GIVEN REQUEST>
Extract every line of the data below word for word, leaving the pictures out.

--- START INPUT ROWS ---

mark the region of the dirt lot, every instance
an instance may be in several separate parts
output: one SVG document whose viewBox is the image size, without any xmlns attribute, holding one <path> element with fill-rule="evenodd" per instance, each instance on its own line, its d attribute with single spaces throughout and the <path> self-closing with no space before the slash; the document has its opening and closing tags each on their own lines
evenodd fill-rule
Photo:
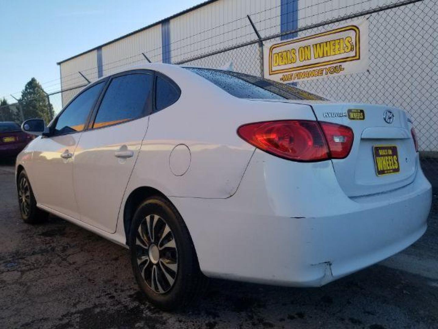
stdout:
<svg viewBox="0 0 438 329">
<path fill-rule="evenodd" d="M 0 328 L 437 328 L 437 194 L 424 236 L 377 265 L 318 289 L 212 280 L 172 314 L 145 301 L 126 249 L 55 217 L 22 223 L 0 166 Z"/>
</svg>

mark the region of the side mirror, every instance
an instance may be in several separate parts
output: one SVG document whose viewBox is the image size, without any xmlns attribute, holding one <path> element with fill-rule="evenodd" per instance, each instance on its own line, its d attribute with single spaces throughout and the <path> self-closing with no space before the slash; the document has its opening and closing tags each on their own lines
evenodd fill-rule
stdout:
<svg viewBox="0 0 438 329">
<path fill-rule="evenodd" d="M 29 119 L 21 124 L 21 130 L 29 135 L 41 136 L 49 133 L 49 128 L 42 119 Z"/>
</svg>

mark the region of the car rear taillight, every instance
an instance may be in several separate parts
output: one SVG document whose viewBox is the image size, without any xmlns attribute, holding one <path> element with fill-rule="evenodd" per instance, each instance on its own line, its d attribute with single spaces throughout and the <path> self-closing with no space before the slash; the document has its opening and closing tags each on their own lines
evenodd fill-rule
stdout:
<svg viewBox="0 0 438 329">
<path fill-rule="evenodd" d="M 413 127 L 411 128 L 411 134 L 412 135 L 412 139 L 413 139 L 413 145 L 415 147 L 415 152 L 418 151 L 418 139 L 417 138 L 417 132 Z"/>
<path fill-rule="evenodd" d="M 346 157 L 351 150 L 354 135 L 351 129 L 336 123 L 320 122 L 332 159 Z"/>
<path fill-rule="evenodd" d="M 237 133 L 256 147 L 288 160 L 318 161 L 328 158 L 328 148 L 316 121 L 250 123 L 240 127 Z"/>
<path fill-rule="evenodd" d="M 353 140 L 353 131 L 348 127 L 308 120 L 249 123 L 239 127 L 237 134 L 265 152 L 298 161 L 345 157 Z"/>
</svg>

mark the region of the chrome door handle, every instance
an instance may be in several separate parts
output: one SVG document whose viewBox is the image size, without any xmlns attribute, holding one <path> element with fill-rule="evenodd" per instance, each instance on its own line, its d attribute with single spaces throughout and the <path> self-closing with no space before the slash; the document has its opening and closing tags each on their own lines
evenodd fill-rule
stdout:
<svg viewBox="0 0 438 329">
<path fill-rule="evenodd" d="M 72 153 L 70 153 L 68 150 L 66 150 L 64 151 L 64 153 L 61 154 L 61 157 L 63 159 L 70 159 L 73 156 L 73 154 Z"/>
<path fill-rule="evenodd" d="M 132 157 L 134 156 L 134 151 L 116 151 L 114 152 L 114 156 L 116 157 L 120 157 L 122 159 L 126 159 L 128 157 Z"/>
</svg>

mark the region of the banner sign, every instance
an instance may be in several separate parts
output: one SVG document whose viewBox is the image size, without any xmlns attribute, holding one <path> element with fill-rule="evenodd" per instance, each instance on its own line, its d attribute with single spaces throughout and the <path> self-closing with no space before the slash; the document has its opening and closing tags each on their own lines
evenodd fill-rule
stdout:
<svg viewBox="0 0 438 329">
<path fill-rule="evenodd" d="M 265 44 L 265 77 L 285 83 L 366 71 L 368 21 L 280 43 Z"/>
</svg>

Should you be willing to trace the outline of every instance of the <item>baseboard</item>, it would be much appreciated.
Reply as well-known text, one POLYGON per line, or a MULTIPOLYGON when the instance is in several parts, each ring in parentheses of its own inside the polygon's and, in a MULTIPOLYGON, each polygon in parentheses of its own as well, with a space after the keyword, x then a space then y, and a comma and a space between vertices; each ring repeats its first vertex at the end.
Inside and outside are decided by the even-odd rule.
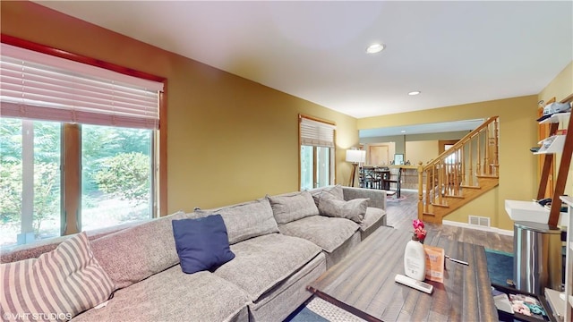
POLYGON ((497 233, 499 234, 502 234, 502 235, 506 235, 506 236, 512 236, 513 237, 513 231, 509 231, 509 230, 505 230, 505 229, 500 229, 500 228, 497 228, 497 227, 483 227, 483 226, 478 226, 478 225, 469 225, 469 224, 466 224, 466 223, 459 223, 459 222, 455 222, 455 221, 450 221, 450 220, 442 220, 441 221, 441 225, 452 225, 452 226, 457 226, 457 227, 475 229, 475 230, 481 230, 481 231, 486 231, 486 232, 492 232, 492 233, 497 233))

--- END INPUT ROWS ---

RESPONSE TO THIS TASK>
mark the region of the dirt lot, every instance
an instance may be in several separate parts
output: one SVG document whose viewBox is the image size, without any xmlns attribute, holding one <path> element with fill-rule="evenodd" per instance, each instance on its own line, its d attribute with single spaces throughout and the <path> self-closing with no space before the slash; the document has its opening and closing tags each on their own lines
evenodd fill-rule
Photo:
stdout:
<svg viewBox="0 0 438 329">
<path fill-rule="evenodd" d="M 0 328 L 437 328 L 437 194 L 424 236 L 377 265 L 318 289 L 212 280 L 172 314 L 145 301 L 126 249 L 55 217 L 22 223 L 0 166 Z"/>
</svg>

mark the region of the side mirror, every instance
an instance may be in several separate parts
output: one SVG document whose viewBox is the image size, without any xmlns attribute, holding one <path> element with fill-rule="evenodd" per instance, each instance on its own line, its d attribute with single spaces throughout and the <path> self-closing with no space before the slash; the document has its opening and closing tags each on their own lines
evenodd fill-rule
stdout:
<svg viewBox="0 0 438 329">
<path fill-rule="evenodd" d="M 29 119 L 21 124 L 21 130 L 29 135 L 41 136 L 49 133 L 49 128 L 42 119 Z"/>
</svg>

mark the region of the car rear taillight, every instance
an instance may be in several separate parts
output: one SVG document whose viewBox is the image size, without any xmlns attribute, holding one <path> element with fill-rule="evenodd" per instance, each instance on its own line, its d attribute with single spaces throughout and the <path> self-closing with no space before the slash; the document has its opening and closing tags each on their own lines
evenodd fill-rule
stdout:
<svg viewBox="0 0 438 329">
<path fill-rule="evenodd" d="M 413 127 L 411 128 L 411 134 L 412 135 L 412 139 L 413 139 L 413 145 L 415 147 L 415 152 L 418 151 L 418 139 L 417 138 L 417 132 Z"/>
<path fill-rule="evenodd" d="M 346 157 L 351 150 L 354 135 L 351 129 L 336 123 L 320 122 L 332 159 Z"/>
<path fill-rule="evenodd" d="M 237 133 L 256 147 L 288 160 L 318 161 L 328 158 L 328 148 L 316 121 L 250 123 L 240 127 Z"/>
<path fill-rule="evenodd" d="M 353 140 L 353 131 L 348 127 L 308 120 L 249 123 L 239 127 L 237 134 L 265 152 L 298 161 L 345 157 Z"/>
</svg>

mark the region of the chrome door handle, every instance
an instance may be in several separate parts
output: one SVG document whose viewBox is the image size, without any xmlns attribute, holding one <path> element with fill-rule="evenodd" per instance, each instance on its own line, its d attribute with single spaces throughout and the <path> self-closing with no space before the slash; the document has its opening and closing tags each on their own lines
evenodd fill-rule
stdout:
<svg viewBox="0 0 438 329">
<path fill-rule="evenodd" d="M 72 153 L 70 153 L 68 150 L 66 150 L 64 151 L 64 153 L 61 154 L 61 157 L 63 159 L 70 159 L 73 156 L 73 154 Z"/>
<path fill-rule="evenodd" d="M 132 157 L 134 156 L 134 151 L 116 151 L 114 152 L 114 156 L 116 157 L 120 157 L 122 159 L 126 159 L 128 157 Z"/>
</svg>

mark the region of the banner sign, every instance
an instance may be in several separate parts
output: one SVG document whose viewBox is the image size, without any xmlns attribute, holding one <path> element with fill-rule="evenodd" per instance, each instance on its own line, its d attribute with single spaces throughout and the <path> self-closing with no space before the slash; the document has its opening and closing tags each on their own lines
evenodd fill-rule
stdout:
<svg viewBox="0 0 438 329">
<path fill-rule="evenodd" d="M 265 44 L 265 77 L 285 83 L 366 71 L 368 21 L 280 43 Z"/>
</svg>

Should you be willing to trace the outline of every instance of the <item>baseboard</item>, it would be much appreciated.
Reply as well-known text, one POLYGON per line, or a MULTIPOLYGON when the instance is in several parts, each ring in parentheses of its own inside the polygon's and, in a MULTIPOLYGON, each polygon in parentheses of its own as well, with a space after the keyword, x then a space then y, and a comma and a space between vertices; each ring repeats its first vertex at the end.
Inside and outside are decided by the even-odd rule.
POLYGON ((497 233, 499 234, 502 234, 502 235, 506 235, 506 236, 512 236, 513 237, 513 231, 509 231, 509 230, 505 230, 505 229, 500 229, 500 228, 497 228, 497 227, 483 227, 483 226, 478 226, 478 225, 469 225, 469 224, 466 224, 466 223, 459 223, 459 222, 455 222, 455 221, 450 221, 450 220, 442 220, 441 221, 441 225, 452 225, 452 226, 457 226, 457 227, 475 229, 475 230, 481 230, 481 231, 486 231, 486 232, 492 232, 492 233, 497 233))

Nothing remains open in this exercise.